• Your assignment: How many lines in the records below contain the word "cephalothorax"? Give only the number.

• Dataset extract:
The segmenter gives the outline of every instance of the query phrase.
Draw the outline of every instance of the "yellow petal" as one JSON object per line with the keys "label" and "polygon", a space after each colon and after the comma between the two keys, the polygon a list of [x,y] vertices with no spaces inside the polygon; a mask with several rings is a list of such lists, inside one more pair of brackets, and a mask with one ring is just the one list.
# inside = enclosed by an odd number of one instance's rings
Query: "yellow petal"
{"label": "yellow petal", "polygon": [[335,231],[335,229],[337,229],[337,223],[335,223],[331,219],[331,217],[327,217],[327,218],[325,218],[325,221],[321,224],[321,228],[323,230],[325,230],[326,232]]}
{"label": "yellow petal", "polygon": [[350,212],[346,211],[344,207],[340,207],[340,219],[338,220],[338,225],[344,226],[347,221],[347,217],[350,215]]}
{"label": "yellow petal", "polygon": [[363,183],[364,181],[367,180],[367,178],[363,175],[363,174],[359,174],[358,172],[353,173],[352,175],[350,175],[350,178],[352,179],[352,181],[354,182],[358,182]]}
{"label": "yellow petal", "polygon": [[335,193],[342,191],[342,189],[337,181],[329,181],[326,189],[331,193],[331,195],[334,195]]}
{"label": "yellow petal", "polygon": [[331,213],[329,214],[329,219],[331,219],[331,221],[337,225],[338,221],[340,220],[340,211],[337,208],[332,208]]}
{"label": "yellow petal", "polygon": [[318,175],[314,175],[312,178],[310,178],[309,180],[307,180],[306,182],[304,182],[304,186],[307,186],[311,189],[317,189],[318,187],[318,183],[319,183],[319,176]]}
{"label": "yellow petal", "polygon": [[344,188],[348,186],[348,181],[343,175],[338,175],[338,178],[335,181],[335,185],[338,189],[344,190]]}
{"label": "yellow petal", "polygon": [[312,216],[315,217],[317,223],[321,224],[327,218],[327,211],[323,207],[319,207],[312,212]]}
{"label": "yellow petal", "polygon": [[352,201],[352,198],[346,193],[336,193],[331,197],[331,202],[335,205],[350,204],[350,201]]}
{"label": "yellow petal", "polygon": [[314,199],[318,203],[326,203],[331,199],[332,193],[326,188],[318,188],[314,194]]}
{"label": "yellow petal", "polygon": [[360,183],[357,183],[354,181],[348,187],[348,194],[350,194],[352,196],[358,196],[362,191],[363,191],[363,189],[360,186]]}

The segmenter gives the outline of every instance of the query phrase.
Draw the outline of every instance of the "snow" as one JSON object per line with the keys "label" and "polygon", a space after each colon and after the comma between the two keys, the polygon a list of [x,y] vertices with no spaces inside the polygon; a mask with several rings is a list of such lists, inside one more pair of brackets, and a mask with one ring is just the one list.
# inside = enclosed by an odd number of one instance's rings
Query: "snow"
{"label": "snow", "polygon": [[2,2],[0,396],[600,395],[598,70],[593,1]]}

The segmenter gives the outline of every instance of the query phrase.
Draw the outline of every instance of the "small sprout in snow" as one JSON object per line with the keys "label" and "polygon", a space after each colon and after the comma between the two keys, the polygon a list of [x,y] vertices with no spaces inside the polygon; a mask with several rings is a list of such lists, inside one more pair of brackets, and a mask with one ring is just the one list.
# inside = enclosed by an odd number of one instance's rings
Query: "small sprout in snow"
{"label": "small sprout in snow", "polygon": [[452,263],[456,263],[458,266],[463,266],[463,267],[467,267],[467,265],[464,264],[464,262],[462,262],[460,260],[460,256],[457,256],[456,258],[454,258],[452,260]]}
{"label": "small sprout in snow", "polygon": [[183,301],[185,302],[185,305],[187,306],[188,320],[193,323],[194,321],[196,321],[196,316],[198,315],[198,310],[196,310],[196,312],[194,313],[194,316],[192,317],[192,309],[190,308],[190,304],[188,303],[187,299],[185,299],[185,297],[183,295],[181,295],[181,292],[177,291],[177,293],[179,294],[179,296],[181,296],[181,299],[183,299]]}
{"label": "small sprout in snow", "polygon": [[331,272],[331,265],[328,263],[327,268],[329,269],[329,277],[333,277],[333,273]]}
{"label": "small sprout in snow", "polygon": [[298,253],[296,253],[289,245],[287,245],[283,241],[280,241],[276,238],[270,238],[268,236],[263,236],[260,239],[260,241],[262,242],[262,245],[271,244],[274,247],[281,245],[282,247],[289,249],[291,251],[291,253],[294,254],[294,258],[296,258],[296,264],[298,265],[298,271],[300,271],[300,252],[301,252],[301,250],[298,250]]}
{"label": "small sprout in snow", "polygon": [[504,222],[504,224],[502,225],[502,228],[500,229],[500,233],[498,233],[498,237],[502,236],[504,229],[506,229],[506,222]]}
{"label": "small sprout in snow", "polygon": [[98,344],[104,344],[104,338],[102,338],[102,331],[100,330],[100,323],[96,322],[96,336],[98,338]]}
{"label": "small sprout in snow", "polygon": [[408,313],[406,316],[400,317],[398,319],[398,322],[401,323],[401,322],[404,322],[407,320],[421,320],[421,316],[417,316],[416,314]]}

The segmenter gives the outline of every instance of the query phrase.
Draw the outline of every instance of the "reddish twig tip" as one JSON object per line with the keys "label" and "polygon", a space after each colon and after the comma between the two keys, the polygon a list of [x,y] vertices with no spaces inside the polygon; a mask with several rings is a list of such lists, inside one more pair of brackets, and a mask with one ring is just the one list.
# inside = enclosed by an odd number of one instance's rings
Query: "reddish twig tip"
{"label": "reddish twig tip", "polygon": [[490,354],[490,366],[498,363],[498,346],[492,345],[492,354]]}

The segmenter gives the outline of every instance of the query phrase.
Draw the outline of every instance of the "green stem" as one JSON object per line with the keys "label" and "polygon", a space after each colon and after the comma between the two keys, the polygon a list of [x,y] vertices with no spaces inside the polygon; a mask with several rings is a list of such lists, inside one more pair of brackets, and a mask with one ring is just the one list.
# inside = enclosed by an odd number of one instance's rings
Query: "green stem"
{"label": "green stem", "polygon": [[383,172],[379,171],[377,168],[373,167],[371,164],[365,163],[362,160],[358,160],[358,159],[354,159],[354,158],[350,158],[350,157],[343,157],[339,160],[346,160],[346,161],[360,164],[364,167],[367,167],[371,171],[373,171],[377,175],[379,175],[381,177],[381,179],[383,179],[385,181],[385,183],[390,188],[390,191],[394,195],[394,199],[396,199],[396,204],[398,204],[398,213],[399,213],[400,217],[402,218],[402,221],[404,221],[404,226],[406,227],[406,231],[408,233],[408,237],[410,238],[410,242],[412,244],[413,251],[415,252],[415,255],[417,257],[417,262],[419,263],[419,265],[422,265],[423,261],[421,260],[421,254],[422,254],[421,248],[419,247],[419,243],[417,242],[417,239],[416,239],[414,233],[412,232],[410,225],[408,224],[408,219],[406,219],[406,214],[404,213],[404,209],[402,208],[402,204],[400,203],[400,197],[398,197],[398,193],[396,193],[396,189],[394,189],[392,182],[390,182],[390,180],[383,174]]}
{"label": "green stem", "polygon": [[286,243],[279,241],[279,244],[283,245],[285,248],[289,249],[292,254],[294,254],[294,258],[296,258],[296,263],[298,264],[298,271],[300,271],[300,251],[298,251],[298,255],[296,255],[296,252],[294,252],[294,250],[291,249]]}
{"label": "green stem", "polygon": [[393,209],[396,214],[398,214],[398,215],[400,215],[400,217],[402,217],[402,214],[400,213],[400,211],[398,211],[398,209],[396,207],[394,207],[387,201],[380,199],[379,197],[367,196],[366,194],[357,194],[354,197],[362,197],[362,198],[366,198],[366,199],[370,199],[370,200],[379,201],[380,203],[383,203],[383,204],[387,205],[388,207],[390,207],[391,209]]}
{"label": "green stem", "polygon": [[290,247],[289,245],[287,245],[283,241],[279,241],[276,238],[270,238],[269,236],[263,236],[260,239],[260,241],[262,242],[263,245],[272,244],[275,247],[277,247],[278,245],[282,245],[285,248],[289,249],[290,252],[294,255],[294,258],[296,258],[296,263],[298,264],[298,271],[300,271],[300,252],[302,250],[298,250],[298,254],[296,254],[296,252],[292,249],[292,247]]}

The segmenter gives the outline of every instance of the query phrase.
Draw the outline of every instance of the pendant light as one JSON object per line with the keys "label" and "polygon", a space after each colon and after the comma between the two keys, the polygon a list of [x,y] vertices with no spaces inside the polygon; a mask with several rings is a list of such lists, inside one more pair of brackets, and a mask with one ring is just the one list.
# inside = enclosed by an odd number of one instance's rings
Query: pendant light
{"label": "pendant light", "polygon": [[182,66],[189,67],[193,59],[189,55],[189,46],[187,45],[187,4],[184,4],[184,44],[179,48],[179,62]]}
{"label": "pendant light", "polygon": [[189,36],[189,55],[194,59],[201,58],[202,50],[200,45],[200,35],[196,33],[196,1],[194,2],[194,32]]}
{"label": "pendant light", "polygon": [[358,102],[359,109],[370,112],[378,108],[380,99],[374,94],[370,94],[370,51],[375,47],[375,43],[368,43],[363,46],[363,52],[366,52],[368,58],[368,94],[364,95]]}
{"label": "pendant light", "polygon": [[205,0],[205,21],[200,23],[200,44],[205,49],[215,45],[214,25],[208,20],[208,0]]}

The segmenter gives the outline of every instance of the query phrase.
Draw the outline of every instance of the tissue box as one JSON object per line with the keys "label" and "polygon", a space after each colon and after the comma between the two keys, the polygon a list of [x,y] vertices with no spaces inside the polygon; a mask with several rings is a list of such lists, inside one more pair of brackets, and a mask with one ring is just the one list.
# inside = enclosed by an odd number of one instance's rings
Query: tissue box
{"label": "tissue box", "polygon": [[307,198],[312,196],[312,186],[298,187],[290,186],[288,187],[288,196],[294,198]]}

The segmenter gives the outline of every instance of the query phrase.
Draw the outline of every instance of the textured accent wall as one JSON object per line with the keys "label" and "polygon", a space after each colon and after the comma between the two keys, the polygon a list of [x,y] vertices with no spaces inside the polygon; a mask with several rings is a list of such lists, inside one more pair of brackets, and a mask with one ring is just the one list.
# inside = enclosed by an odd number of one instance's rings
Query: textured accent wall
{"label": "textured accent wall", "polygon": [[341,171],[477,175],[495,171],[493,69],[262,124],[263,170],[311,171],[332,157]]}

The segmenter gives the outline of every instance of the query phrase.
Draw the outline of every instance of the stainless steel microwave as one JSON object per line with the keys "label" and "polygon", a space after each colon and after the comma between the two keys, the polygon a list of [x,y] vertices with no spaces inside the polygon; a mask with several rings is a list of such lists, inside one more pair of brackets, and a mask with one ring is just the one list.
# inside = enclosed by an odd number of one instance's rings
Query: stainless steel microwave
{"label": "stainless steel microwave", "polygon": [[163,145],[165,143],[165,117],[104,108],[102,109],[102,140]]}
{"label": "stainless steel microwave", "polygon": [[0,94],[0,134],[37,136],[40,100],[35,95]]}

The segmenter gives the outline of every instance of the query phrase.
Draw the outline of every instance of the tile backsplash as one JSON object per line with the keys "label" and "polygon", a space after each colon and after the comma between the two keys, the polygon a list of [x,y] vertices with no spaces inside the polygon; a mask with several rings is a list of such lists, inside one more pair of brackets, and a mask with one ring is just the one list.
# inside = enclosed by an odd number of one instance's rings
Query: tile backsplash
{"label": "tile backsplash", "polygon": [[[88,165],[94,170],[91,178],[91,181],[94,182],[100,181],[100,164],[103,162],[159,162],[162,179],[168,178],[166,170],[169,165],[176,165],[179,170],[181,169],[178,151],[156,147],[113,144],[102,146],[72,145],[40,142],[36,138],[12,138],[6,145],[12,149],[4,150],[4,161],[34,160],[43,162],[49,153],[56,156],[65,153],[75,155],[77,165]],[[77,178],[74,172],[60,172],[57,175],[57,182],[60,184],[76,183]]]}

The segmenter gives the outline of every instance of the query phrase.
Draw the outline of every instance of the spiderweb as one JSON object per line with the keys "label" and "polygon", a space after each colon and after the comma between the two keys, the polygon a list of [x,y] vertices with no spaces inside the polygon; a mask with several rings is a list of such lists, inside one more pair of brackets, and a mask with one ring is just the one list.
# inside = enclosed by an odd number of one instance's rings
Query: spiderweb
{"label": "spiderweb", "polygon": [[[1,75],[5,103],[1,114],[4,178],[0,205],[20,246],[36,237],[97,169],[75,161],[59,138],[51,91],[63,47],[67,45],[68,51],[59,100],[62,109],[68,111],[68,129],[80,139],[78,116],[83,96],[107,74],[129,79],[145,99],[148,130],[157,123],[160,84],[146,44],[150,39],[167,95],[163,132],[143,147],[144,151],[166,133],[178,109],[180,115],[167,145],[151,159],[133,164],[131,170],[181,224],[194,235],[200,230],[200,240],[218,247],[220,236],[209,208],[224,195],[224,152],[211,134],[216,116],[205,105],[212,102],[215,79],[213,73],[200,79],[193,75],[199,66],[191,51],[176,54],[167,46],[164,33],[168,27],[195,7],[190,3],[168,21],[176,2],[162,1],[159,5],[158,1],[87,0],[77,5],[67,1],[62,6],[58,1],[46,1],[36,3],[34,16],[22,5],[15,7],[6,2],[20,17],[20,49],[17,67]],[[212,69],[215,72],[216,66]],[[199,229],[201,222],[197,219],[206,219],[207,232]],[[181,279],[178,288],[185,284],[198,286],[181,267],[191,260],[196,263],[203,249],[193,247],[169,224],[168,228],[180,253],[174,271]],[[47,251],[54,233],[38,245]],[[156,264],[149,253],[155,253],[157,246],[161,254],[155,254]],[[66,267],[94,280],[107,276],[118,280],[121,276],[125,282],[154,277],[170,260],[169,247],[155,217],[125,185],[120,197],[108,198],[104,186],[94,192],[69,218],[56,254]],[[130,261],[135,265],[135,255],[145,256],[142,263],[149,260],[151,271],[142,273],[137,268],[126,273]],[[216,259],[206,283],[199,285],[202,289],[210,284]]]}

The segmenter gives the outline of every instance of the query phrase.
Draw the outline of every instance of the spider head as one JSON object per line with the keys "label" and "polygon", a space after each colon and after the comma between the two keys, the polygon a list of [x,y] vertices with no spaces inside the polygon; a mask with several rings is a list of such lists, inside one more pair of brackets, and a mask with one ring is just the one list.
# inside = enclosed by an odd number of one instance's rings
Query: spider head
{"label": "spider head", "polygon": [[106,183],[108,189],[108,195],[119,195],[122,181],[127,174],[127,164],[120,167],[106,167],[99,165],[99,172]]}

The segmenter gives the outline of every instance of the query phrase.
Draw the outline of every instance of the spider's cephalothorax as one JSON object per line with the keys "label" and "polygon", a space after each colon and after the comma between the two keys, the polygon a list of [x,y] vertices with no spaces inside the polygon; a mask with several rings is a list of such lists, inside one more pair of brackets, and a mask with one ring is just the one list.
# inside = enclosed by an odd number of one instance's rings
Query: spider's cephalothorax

• Output for this exercise: 2